### Work instructions:
Return nothing but the lines from the line containing "Reviewer note: confirm that each instance of the dark" through the last line of the records, reproduced exactly.

### Data for review:
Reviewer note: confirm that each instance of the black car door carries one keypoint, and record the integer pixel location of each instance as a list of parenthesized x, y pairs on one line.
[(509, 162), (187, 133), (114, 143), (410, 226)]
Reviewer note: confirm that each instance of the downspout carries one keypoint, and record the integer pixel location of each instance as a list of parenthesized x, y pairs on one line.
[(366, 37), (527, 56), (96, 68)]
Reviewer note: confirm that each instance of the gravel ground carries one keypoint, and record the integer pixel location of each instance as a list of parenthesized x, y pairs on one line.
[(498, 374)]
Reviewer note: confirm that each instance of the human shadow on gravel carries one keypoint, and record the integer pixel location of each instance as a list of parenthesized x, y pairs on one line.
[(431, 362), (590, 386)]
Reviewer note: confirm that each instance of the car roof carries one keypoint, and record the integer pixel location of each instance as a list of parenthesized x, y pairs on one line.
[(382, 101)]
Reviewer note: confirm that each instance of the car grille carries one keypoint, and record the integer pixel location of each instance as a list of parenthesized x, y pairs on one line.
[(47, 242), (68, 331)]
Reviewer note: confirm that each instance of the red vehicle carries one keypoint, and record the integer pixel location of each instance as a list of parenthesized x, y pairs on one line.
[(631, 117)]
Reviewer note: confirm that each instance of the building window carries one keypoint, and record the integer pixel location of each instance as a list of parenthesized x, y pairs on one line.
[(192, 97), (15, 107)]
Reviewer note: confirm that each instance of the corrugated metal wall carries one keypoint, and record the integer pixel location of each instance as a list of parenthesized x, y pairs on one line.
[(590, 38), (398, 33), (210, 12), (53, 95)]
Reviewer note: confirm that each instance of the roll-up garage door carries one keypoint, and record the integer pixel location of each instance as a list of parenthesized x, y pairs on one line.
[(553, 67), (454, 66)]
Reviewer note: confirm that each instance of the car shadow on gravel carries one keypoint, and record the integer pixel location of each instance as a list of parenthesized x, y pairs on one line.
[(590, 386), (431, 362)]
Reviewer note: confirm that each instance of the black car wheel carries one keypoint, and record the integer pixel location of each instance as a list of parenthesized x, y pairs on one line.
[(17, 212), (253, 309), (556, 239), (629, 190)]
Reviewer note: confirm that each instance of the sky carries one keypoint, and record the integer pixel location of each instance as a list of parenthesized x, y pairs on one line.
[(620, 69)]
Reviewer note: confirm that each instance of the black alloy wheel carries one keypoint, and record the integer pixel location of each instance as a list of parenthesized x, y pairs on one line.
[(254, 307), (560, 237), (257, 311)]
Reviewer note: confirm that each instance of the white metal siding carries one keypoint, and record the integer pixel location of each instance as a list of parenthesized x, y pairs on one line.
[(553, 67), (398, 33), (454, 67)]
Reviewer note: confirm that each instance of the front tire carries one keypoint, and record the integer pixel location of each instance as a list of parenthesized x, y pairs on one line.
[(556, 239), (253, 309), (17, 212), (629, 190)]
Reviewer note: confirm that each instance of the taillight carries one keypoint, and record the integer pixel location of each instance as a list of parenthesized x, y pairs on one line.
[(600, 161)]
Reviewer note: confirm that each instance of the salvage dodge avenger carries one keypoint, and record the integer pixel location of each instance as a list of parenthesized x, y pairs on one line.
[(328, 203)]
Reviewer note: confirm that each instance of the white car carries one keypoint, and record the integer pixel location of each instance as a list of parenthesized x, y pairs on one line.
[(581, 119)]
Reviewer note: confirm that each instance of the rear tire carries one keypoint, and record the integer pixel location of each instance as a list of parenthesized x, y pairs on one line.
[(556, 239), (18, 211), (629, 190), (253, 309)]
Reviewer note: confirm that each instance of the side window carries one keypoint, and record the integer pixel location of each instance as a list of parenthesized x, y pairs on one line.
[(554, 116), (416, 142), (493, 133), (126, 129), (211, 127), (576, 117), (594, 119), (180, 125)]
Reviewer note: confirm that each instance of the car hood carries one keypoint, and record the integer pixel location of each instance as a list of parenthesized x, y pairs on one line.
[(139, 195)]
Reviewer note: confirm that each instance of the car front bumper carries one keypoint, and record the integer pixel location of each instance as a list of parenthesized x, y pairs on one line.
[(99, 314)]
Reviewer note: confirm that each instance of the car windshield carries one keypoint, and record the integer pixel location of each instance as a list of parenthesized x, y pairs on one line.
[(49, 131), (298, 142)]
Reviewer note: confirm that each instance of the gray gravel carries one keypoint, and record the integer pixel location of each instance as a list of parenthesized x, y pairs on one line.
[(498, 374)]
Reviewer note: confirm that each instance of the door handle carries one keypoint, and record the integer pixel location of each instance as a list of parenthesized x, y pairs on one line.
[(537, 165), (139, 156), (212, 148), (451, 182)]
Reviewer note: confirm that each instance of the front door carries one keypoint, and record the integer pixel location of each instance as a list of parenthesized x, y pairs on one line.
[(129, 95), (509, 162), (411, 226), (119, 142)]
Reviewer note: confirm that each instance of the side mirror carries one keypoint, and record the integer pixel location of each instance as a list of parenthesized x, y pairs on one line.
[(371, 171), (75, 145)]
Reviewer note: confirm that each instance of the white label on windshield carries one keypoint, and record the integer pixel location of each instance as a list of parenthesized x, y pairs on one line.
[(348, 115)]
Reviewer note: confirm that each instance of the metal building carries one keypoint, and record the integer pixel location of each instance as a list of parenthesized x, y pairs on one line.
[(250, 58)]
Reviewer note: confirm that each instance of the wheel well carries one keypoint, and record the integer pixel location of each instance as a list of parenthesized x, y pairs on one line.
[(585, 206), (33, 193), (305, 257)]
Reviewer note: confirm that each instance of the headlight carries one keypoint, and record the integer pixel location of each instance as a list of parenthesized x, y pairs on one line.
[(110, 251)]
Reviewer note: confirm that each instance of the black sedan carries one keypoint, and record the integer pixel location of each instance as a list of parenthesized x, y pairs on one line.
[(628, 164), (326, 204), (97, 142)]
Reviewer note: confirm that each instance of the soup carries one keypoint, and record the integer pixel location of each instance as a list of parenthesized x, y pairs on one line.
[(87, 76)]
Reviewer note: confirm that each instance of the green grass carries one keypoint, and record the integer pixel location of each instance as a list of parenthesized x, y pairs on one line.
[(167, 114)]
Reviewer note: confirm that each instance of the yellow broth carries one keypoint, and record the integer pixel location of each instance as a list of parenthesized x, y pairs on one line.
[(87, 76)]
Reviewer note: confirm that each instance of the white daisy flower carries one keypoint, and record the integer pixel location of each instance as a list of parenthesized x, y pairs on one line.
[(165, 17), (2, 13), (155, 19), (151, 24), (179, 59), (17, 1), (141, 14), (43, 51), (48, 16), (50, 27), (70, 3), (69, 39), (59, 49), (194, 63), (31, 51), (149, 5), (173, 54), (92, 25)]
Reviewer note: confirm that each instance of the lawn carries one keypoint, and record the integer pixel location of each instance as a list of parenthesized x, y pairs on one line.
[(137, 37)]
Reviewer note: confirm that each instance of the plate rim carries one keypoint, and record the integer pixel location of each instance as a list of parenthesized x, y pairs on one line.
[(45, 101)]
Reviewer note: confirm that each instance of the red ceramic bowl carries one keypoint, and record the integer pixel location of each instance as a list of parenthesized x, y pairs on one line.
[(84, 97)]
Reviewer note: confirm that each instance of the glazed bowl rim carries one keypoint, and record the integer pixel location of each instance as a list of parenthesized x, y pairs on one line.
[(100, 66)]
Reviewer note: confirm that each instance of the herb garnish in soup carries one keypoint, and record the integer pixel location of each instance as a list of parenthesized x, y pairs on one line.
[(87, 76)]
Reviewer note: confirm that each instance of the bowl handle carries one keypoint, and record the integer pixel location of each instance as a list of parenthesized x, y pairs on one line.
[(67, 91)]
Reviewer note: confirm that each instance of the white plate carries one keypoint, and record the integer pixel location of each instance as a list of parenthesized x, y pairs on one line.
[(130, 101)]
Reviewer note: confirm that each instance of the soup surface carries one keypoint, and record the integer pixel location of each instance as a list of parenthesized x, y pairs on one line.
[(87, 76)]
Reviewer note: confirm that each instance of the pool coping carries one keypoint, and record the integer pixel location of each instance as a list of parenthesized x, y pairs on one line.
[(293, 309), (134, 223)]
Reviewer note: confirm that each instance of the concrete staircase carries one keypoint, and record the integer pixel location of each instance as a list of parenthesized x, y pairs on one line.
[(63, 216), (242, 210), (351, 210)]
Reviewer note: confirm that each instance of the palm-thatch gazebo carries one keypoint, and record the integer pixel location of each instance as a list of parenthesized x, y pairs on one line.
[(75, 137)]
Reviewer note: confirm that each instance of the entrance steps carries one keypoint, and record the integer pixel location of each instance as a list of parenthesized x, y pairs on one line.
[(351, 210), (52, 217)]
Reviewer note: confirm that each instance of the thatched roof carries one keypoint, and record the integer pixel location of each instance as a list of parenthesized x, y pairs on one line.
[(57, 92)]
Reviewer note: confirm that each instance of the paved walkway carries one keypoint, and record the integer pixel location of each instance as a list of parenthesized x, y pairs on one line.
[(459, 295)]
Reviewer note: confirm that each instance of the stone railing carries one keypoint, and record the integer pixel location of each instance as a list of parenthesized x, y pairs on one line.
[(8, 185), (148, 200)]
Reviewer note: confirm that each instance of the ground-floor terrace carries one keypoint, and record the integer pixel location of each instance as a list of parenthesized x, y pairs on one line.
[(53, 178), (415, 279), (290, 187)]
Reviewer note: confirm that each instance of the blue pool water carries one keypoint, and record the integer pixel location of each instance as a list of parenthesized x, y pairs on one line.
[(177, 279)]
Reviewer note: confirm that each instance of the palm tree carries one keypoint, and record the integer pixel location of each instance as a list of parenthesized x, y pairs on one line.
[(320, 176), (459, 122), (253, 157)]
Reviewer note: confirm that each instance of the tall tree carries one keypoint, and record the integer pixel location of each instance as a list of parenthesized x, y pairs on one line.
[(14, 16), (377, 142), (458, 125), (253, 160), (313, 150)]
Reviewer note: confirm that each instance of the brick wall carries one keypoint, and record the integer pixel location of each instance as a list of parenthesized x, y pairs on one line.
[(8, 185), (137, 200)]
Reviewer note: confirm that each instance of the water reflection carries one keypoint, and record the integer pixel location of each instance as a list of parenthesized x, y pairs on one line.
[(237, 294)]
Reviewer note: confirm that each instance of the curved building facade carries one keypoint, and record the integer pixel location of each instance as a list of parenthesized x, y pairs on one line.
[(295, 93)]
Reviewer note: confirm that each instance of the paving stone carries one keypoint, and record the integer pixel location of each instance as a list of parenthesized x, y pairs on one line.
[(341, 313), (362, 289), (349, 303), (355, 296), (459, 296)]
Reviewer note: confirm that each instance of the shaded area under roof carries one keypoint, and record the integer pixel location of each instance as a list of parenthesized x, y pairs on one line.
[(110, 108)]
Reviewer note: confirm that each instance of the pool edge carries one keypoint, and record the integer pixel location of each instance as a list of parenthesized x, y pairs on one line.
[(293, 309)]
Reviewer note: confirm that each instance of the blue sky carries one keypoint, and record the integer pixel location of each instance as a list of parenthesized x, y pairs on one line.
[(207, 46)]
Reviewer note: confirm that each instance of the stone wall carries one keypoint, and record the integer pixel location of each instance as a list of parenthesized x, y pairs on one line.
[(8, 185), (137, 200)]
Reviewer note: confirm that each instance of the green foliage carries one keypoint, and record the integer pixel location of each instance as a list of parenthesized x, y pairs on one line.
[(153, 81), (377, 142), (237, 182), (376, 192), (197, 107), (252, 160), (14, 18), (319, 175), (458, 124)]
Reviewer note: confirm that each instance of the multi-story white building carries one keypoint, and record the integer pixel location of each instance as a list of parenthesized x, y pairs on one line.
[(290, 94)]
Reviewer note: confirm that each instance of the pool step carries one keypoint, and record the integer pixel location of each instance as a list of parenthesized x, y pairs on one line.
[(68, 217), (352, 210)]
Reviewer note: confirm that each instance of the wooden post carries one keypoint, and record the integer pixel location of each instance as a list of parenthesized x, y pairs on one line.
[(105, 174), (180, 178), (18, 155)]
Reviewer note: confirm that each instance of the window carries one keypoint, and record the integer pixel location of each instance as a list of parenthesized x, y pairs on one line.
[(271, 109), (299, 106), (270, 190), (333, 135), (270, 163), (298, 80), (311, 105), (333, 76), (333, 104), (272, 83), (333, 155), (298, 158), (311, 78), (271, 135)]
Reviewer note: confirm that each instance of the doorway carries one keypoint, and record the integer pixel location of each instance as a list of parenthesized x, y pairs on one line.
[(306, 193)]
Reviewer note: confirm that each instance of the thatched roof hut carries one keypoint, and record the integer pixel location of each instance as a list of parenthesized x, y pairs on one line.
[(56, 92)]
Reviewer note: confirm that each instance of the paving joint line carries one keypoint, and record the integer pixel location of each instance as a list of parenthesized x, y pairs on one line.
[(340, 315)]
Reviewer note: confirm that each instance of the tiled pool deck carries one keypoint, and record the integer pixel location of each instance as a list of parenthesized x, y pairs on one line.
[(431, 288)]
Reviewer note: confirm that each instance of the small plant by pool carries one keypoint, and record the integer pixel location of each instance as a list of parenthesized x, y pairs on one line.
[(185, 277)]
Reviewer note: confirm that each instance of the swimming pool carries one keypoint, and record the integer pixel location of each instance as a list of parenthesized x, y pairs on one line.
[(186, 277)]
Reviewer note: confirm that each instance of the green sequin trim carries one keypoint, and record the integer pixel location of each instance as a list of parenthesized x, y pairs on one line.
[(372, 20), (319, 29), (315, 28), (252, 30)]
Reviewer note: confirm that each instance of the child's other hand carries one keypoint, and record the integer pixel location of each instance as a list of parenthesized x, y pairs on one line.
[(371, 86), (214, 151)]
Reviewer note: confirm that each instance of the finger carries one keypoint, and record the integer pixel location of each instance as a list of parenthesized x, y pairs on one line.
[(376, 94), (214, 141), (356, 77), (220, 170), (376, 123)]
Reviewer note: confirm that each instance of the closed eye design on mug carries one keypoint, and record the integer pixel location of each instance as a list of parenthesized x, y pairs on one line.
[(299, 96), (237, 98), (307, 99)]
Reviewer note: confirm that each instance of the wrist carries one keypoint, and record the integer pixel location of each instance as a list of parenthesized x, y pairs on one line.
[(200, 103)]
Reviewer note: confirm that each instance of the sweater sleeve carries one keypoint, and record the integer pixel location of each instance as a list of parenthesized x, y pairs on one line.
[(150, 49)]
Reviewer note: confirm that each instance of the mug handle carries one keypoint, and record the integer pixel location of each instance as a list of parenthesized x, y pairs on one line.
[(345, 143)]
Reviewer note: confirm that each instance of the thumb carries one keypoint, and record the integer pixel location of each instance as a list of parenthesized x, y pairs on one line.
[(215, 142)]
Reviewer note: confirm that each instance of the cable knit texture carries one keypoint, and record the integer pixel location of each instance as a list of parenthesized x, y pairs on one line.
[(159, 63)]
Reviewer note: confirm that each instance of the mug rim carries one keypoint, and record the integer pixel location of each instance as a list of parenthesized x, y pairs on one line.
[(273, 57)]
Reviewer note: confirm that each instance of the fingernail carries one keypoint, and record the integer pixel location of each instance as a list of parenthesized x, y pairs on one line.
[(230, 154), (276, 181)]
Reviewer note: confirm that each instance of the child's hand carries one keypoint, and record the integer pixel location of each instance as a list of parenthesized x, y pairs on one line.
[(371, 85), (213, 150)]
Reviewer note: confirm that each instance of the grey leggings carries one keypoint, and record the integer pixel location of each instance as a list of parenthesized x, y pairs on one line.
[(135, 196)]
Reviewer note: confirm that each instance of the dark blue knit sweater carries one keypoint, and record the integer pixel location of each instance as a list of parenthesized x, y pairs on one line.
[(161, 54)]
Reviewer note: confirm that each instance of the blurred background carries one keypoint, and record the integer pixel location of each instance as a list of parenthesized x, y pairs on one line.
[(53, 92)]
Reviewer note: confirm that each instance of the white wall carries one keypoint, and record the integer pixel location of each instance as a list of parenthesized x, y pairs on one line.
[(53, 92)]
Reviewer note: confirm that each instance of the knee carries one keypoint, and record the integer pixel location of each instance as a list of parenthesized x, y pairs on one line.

### Answer section:
Reviewer note: confirm that each instance of the dark blue knit sweater carries one keypoint, and record the integer pixel location of each instance as a list of parenthesized x, y pairs on one line.
[(161, 54)]
Reviewer note: confirm that each instance of the blurred background carries one keypoint, and record the integer pixel location of each instance as a list of parenthesized x, y pairs on one line.
[(53, 92)]
Reviewer note: confirm that each instance of the white wall carries one keypoint, and record the integer pixel location of each instance as a list of parenthesized x, y pairs on one line.
[(53, 92)]
Reviewer note: confirm that each instance of the knee carries one keypoint, and record the integer pixel location of each instance as a list of parenthesized x, y pairs on one line.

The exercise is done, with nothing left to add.